What to produce
Quote the lines of the records below word for word, starting at the line with "indicate the white banner with a point" and continuing through the end of the records, both ends included.

===== Material for the task =====

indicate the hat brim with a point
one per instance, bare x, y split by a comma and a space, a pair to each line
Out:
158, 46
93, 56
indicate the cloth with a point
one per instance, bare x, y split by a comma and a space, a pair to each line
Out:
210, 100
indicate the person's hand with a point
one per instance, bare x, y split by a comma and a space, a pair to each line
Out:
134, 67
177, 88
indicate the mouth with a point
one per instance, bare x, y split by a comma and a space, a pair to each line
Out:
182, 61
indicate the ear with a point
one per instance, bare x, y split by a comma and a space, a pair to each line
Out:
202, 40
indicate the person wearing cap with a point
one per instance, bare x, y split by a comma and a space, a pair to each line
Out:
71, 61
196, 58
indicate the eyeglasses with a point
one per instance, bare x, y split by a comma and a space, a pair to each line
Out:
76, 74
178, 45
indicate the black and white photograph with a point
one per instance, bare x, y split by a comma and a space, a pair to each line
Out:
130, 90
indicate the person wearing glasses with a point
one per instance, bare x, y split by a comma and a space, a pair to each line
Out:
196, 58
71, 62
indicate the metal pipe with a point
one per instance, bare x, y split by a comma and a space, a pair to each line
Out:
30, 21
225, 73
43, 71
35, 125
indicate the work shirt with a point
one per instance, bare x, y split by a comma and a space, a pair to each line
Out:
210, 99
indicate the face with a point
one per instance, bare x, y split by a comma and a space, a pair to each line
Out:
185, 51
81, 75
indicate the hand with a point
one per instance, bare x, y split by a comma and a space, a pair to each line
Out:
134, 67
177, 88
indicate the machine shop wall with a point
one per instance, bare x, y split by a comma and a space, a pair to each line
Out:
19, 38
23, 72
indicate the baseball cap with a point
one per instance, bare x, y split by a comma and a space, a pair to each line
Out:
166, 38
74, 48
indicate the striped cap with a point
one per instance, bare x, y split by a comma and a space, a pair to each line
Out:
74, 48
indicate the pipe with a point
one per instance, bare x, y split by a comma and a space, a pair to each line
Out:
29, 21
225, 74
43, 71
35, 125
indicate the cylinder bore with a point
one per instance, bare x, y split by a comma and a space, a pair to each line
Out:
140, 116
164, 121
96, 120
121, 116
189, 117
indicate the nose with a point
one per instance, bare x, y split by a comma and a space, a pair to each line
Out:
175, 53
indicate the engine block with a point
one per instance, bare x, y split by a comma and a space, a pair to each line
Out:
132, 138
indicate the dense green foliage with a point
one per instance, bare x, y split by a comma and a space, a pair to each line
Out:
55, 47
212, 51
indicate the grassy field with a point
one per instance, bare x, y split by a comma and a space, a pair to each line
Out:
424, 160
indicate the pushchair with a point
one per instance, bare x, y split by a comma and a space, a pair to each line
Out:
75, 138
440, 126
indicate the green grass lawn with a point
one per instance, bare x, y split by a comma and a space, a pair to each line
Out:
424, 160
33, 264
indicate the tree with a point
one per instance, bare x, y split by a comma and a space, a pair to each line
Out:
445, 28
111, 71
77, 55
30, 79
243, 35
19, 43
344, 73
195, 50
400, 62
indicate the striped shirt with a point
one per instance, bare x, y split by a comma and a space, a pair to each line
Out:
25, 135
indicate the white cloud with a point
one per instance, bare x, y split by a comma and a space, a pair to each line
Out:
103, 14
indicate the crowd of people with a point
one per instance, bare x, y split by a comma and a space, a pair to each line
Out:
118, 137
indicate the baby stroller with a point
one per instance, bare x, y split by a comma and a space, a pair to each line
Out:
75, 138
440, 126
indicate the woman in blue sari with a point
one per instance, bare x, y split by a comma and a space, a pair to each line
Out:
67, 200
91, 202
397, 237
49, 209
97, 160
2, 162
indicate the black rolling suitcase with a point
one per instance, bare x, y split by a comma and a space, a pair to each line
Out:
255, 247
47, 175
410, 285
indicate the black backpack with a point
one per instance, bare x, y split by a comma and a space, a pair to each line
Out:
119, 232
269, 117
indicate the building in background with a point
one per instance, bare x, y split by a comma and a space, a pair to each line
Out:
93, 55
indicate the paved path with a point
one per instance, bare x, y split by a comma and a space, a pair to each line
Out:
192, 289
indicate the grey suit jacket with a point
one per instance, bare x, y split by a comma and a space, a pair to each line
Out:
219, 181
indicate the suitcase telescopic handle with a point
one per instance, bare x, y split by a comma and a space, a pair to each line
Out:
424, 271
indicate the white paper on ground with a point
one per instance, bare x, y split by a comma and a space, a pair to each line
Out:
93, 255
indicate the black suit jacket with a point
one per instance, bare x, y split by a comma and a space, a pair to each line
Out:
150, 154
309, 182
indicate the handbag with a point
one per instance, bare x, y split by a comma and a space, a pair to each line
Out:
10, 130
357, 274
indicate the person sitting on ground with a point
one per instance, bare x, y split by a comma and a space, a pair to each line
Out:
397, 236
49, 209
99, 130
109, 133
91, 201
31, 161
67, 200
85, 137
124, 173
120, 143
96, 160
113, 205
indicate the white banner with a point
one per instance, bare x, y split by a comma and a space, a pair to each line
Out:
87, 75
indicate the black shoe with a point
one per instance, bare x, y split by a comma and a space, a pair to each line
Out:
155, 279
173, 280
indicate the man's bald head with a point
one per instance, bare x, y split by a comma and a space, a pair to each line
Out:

=====

Response to this task
indicate the white banner with a point
one per instance, bare x, y split by a comma and a space, a pair to each line
Out:
87, 75
indicate the black shoe with a point
one per instance, bare x, y split by a comma and a space, a pair to each line
Out:
155, 279
173, 280
indicate the man's bald head with a point
one per instance, bare x, y split by a comma and a space, a pair to each line
Out:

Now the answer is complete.